**EXTRAIT FOURNI:**

(Washington) Donald Trump, qui a échoué jusqu’ici à faire tomber la loi-phare de Barack Obama sur l’assurance maladie, obtiendra-t-il gain de cause après son mandat, grâce à son remaniement en profondeur de la Cour suprême ?

La plus haute juridiction américaine, dont trois des neuf sages ont été désignés par le président sortant, examine mardi cette loi de 2010 surnommée « Obamacare », que les républicains n’ont jamais cessé de contester dans l’arène politique et en justice.

Sa décision, attendue en 2021, est susceptible de faire totalement s’écrouler ce dispositif et de priver plus de 20 millions d’Américains de couverture maladie à un moment où la pandémie de COVID-19 fait des ravages dans le pays.

**PROBLÈMES À RÉSOUDRE:**
1. D'après le texte sur l'Obamacare, combien des neuf juges de la Cour suprême ont été désignés par le président sortant ?
2. Recopiez le passage du texte sur l'Obamacare depuis « La plus haute » jusqu'à « dans le pays. » inclus.
3. Reprenez le texte sur l'Obamacare à la suite de sa dernière phrase.

**Données d'ancrage d'expressions référentielles:**
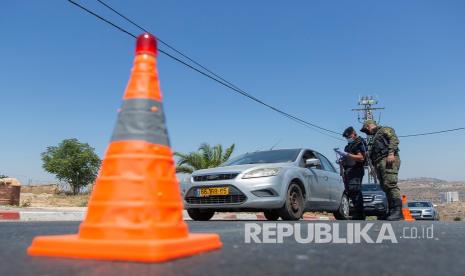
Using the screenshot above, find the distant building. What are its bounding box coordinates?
[440,192,460,203]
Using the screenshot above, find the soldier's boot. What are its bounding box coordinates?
[386,198,404,221]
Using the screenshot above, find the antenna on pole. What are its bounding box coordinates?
[352,96,384,183]
[352,96,384,123]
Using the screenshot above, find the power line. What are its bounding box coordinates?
[399,127,465,138]
[68,0,343,141]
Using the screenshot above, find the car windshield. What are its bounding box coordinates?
[408,202,431,207]
[362,184,381,192]
[223,149,300,166]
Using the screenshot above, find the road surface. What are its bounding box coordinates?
[0,221,465,275]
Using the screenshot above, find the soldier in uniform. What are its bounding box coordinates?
[335,127,367,220]
[360,120,404,220]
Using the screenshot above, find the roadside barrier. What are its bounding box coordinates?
[28,33,222,262]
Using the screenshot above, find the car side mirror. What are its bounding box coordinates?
[305,158,321,168]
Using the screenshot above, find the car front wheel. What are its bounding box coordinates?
[187,209,215,221]
[278,183,304,220]
[333,193,349,220]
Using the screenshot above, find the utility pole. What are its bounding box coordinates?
[352,96,384,123]
[352,96,384,183]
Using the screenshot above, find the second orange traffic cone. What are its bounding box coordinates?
[28,33,222,262]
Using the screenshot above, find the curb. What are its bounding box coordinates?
[0,209,334,221]
[0,211,20,221]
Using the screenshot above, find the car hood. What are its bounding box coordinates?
[362,191,384,196]
[408,207,433,211]
[192,163,294,176]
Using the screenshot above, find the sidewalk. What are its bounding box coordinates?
[0,207,333,221]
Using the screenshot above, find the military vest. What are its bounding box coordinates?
[370,127,398,162]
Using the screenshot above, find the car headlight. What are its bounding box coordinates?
[242,168,281,178]
[375,195,384,200]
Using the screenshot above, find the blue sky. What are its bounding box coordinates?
[0,0,465,182]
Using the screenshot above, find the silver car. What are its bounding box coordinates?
[407,201,439,220]
[184,149,349,220]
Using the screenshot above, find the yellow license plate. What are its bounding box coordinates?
[199,187,229,197]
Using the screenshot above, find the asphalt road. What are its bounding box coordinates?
[0,221,465,276]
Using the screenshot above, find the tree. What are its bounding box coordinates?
[42,138,101,195]
[174,143,235,173]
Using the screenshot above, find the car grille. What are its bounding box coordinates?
[186,195,247,204]
[363,196,373,202]
[193,173,238,182]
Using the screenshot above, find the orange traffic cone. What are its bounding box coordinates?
[28,33,222,262]
[402,195,415,221]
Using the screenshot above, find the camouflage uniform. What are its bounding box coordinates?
[370,127,402,203]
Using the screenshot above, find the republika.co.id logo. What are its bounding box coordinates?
[244,222,434,244]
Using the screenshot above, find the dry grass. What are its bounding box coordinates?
[20,193,90,207]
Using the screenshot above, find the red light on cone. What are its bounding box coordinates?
[136,33,157,56]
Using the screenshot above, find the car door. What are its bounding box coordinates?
[300,150,329,207]
[316,153,344,206]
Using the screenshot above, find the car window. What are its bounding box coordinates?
[408,201,431,208]
[299,150,322,170]
[223,149,300,166]
[317,153,336,173]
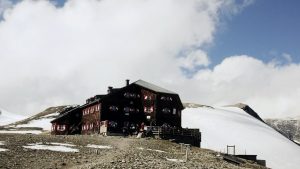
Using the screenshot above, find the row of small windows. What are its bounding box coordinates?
[81,122,100,131]
[109,106,140,113]
[144,106,154,113]
[82,104,100,116]
[51,124,67,131]
[162,108,180,115]
[124,92,141,99]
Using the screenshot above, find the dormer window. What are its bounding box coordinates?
[144,95,152,100]
[109,106,119,111]
[124,107,130,112]
[144,106,154,113]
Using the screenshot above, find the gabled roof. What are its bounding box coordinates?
[133,80,177,94]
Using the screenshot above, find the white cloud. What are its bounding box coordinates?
[0,0,223,115]
[0,0,13,16]
[179,55,300,117]
[282,53,293,63]
[0,0,300,119]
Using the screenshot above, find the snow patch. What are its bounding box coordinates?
[23,143,79,153]
[15,118,54,131]
[182,107,300,169]
[137,147,166,153]
[41,112,59,118]
[0,130,42,134]
[0,108,26,126]
[86,144,113,149]
[166,158,184,163]
[0,148,8,152]
[49,142,76,147]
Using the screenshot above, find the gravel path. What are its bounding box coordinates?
[0,134,264,169]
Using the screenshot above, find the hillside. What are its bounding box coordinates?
[265,117,300,144]
[0,106,70,134]
[182,106,300,169]
[0,108,26,126]
[0,134,265,169]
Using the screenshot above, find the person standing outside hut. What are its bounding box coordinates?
[136,122,145,138]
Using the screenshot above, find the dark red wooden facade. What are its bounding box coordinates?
[52,80,184,134]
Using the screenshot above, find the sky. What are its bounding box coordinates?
[0,0,300,118]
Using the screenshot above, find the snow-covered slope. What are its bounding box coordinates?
[0,106,69,134]
[182,107,300,169]
[0,108,26,126]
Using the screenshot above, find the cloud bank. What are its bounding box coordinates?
[0,0,300,119]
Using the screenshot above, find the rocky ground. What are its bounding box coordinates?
[0,134,264,169]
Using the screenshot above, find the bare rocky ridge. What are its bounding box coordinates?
[265,118,300,144]
[0,134,265,169]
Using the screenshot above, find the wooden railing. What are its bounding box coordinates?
[147,126,201,139]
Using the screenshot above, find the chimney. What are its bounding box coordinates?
[107,86,113,94]
[126,79,129,86]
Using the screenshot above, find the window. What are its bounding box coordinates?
[162,108,171,114]
[57,125,66,131]
[90,107,95,114]
[173,108,176,115]
[124,92,137,98]
[144,95,152,100]
[124,107,130,113]
[109,106,119,111]
[144,106,154,113]
[160,96,173,101]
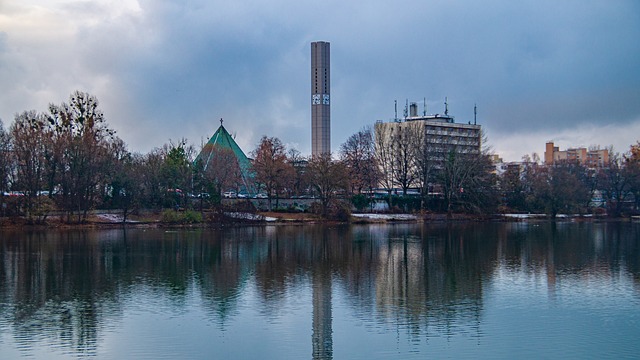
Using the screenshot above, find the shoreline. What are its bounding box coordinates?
[0,212,640,230]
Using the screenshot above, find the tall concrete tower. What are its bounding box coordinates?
[311,41,331,156]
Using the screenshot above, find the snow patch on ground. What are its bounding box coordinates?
[224,212,278,222]
[351,214,418,221]
[96,214,137,223]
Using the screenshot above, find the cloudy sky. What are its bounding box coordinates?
[0,0,640,160]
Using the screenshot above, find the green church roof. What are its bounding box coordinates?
[195,119,253,193]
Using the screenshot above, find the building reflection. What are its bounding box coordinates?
[0,223,640,359]
[311,262,333,360]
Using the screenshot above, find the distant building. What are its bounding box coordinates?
[195,119,255,194]
[375,103,482,162]
[544,141,609,168]
[311,41,331,156]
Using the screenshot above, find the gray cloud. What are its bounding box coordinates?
[0,0,640,158]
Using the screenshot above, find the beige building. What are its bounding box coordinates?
[544,141,609,167]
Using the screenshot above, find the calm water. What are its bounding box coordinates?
[0,223,640,359]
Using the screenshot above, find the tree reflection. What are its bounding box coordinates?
[0,223,640,359]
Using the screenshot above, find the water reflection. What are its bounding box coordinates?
[0,223,640,359]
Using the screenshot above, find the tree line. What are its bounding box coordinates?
[0,91,640,222]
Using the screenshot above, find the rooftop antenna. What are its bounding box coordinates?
[404,99,409,120]
[473,104,478,125]
[393,100,398,122]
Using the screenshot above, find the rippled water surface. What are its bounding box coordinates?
[0,223,640,359]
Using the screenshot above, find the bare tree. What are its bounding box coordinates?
[307,154,349,216]
[0,120,13,215]
[391,122,422,195]
[252,136,295,210]
[374,123,395,202]
[340,127,380,194]
[413,121,443,208]
[11,111,46,221]
[624,142,640,211]
[160,139,195,208]
[598,152,630,217]
[198,146,242,199]
[47,91,116,221]
[287,148,309,196]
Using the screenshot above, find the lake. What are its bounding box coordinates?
[0,222,640,359]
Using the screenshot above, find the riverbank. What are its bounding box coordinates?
[0,211,640,229]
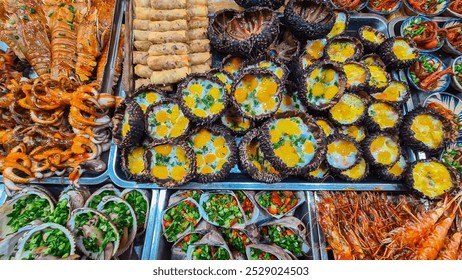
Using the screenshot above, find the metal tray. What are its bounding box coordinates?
[0,182,159,260]
[146,190,321,260]
[0,0,125,186]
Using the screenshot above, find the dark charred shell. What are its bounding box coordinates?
[188,125,238,183]
[112,99,145,148]
[375,153,409,181]
[284,0,335,41]
[329,92,367,126]
[365,101,402,132]
[132,85,168,114]
[268,24,301,63]
[208,7,279,57]
[367,65,391,93]
[302,161,330,183]
[144,98,192,144]
[362,132,402,168]
[238,129,287,184]
[314,117,337,137]
[377,36,420,70]
[404,158,460,199]
[120,141,149,182]
[234,0,284,10]
[343,61,371,92]
[177,73,229,125]
[358,25,387,53]
[298,62,346,111]
[144,141,196,188]
[335,157,369,183]
[220,54,247,78]
[324,36,364,63]
[326,134,362,173]
[231,68,284,121]
[371,81,411,105]
[327,9,350,39]
[259,111,326,175]
[400,107,451,154]
[361,53,387,68]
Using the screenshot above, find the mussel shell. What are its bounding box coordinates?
[15,223,76,260]
[400,107,451,154]
[96,196,138,257]
[177,73,229,125]
[238,129,286,184]
[207,7,279,57]
[259,111,326,175]
[144,141,196,188]
[188,125,238,183]
[362,132,402,168]
[404,158,460,199]
[67,208,120,259]
[284,0,335,41]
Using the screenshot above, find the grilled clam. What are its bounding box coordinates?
[208,7,279,57]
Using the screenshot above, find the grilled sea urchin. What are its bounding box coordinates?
[284,0,335,41]
[260,112,326,175]
[208,7,279,57]
[144,142,196,188]
[188,125,237,183]
[405,159,460,199]
[177,73,229,124]
[400,107,451,153]
[238,129,285,184]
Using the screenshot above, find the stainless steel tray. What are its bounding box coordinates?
[146,190,321,260]
[0,0,125,186]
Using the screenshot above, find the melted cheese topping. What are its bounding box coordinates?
[411,114,444,149]
[327,12,347,39]
[370,135,400,165]
[340,125,366,142]
[221,108,252,132]
[270,117,318,167]
[326,139,358,169]
[182,79,225,118]
[223,56,244,76]
[412,162,453,197]
[392,39,417,60]
[330,94,366,124]
[127,147,145,175]
[149,144,191,181]
[372,81,407,102]
[306,68,340,106]
[147,103,189,139]
[233,74,281,116]
[302,39,327,69]
[367,65,389,88]
[246,138,279,174]
[190,128,231,174]
[327,42,356,63]
[387,155,407,177]
[343,63,367,87]
[133,91,163,114]
[341,158,366,180]
[367,103,399,129]
[316,119,335,137]
[362,29,385,44]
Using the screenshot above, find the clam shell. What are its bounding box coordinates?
[67,208,120,260]
[96,196,138,257]
[15,223,76,260]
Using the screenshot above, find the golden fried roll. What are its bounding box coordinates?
[135,8,188,21]
[151,67,191,84]
[135,64,154,78]
[148,54,189,71]
[148,43,189,56]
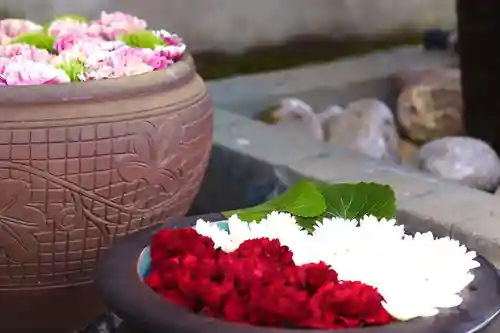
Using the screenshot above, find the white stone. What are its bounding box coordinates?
[419,137,500,191]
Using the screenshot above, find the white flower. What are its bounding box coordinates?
[195,212,479,320]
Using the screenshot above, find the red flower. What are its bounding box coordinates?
[144,228,393,329]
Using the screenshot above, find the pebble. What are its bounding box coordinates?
[397,69,464,143]
[326,99,399,163]
[418,137,500,192]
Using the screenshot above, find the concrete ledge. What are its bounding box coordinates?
[214,110,500,266]
[207,47,457,117]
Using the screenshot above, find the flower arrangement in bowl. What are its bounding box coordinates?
[0,12,186,86]
[97,180,500,333]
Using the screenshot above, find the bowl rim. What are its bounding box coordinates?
[0,52,195,104]
[96,213,500,333]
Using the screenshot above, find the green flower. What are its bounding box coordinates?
[57,60,85,82]
[50,14,89,23]
[10,32,55,52]
[119,30,166,49]
[43,14,89,32]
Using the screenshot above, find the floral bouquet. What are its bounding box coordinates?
[144,180,479,330]
[0,12,186,86]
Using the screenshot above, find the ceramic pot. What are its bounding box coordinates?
[0,55,212,332]
[97,214,500,333]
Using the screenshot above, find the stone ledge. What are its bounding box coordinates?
[207,46,457,109]
[214,110,500,266]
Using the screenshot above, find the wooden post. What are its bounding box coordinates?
[457,0,500,153]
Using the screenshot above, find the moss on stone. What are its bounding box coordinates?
[194,33,422,80]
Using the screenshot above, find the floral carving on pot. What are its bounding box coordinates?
[118,121,183,204]
[0,179,48,262]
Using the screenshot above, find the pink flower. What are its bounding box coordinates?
[0,44,53,63]
[0,32,12,45]
[0,59,71,86]
[153,30,186,62]
[84,46,173,80]
[47,19,100,38]
[153,29,184,46]
[90,11,147,40]
[0,19,43,38]
[54,35,125,64]
[155,46,185,62]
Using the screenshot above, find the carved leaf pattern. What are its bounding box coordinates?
[0,179,49,262]
[118,121,183,193]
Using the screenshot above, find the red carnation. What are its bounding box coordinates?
[144,228,393,329]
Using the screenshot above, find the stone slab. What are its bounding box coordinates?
[214,109,500,266]
[207,47,457,118]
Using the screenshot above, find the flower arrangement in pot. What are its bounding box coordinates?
[0,12,212,332]
[97,180,500,333]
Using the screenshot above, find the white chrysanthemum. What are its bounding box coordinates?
[195,212,308,253]
[312,217,479,320]
[195,212,479,320]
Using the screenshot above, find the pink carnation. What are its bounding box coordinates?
[0,59,71,86]
[54,35,125,64]
[90,12,147,40]
[47,19,100,38]
[0,32,12,45]
[0,44,53,63]
[0,19,43,38]
[84,46,173,80]
[153,30,185,46]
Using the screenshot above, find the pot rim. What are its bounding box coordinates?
[0,53,195,104]
[96,213,500,333]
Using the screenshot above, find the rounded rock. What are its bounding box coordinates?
[418,137,500,191]
[397,68,464,143]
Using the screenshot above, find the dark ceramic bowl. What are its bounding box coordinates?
[97,214,500,333]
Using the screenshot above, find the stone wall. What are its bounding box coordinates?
[4,0,455,51]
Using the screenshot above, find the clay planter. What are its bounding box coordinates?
[0,56,212,333]
[97,214,500,333]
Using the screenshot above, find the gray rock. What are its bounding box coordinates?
[419,137,500,191]
[392,67,460,92]
[397,69,464,143]
[326,99,399,162]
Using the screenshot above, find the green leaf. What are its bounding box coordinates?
[57,60,85,82]
[10,32,55,52]
[316,183,396,219]
[119,30,166,49]
[222,180,326,222]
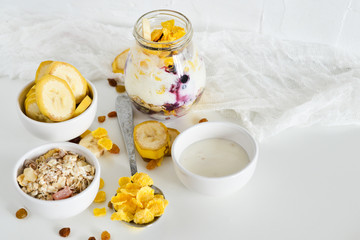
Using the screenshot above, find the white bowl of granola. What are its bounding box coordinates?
[13,142,100,219]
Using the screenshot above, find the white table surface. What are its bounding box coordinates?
[0,0,360,240]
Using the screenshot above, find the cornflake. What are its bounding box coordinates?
[17,148,95,200]
[111,173,168,224]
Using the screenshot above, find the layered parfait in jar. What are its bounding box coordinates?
[125,10,206,120]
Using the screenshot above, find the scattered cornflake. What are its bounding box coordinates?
[111,173,168,224]
[98,137,113,150]
[98,116,106,123]
[93,208,106,217]
[94,191,106,203]
[91,127,107,139]
[108,78,117,87]
[116,85,126,93]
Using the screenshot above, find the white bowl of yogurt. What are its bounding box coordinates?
[171,122,259,196]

**RÉSULTATS DES TÂCHES:**
1. Trois.

2.
La plus haute juridiction américaine, dont trois des neuf sages ont été désignés par le président sortant, examine mardi cette loi de 2010 surnommée « Obamacare », que les républicains n’ont jamais cessé de contester dans l’arène politique et en justice.

Sa décision, attendue en 2021, est susceptible de faire totalement s’écrouler ce dispositif et de priver plus de 20 millions d’Américains de couverture maladie à un moment où la pandémie de COVID-19 fait des ravages dans le pays.

3.
Si la Cour accepte, comme le lui demande le gouvernement de Donald Trump, d’invalider totalement l’Affordable Care Act (ACA), cela retirerait également les protections accordées à plus de 100 millions de personnes souffrant d’affections chroniques.

Ces énormes enjeux ont donné lieu à de vifs échanges lors du processus de confirmation de la juge Amy Coney Barrett, que les sénateurs républicains ont mené au pas de course pour la faire entrer à la Cour suprême une semaine tout juste avant l’élection du 3 novembre.

« Pas hostile »

Le choix de cette magistrate conservatrice pour remplacer l’icône progressiste Ruth Bader Ginsburg décédée en septembre, a déclenché l’alarme à gauche : la juge Barrett a en effet critiqué dans le passé une décision de la Cour suprême qui, déjà saisie du dossier, avait validé avec une courte majorité la loi en 2012.

Elle veut « s’en débarrasser », a assuré pendant la campagne le candidat démocrate à la présidentielle Joe Biden, dont la victoire a été annoncée samedi.  

Désormais président désigné, M. Biden a prévu de s’exprimer sur le sujet en début d’après-midi mardi, depuis son fief de Wilmington dans le Delaware.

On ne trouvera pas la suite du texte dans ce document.